## SOURCE RECORDS
—————

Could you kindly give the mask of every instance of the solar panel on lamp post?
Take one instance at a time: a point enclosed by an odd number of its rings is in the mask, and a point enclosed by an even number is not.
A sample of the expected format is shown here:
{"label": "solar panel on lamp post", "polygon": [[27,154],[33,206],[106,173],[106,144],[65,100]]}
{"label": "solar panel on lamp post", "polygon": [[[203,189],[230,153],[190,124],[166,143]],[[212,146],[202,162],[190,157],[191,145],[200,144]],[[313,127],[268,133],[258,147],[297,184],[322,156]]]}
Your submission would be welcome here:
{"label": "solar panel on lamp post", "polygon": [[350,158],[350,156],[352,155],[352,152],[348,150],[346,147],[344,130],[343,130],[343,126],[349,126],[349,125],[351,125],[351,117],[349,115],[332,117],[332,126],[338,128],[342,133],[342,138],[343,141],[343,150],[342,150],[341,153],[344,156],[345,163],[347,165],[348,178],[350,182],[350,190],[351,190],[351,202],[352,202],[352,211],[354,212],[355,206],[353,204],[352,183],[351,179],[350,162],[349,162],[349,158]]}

—————

## WRITTEN INSTRUCTION
Could you write out all the rows above again, word for word, with nothing changed?

## TASK OUTPUT
Could you kindly give the mask of every instance of the solar panel on lamp post?
Take one instance at a time: a point enclosed by an odd number of its rings is in the mask, and a point enclosed by an even number is not.
A sample of the expected format is shown here:
{"label": "solar panel on lamp post", "polygon": [[27,154],[33,206],[106,173],[106,144],[65,100]]}
{"label": "solar panel on lamp post", "polygon": [[[203,189],[230,153],[190,124],[166,143]],[[212,146],[202,162],[190,157],[191,145],[200,144]],[[313,127],[268,133],[258,147],[297,184],[322,156]]]}
Your submission would be welcome here:
{"label": "solar panel on lamp post", "polygon": [[350,158],[350,156],[352,155],[352,152],[348,150],[346,147],[344,130],[343,130],[343,126],[349,126],[349,125],[351,125],[351,117],[349,115],[332,117],[332,126],[338,128],[342,133],[342,138],[343,141],[343,150],[342,150],[341,153],[344,156],[345,163],[347,165],[348,178],[350,182],[350,190],[351,190],[351,202],[352,202],[352,211],[354,212],[355,206],[353,204],[352,183],[351,179],[350,162],[349,162],[349,158]]}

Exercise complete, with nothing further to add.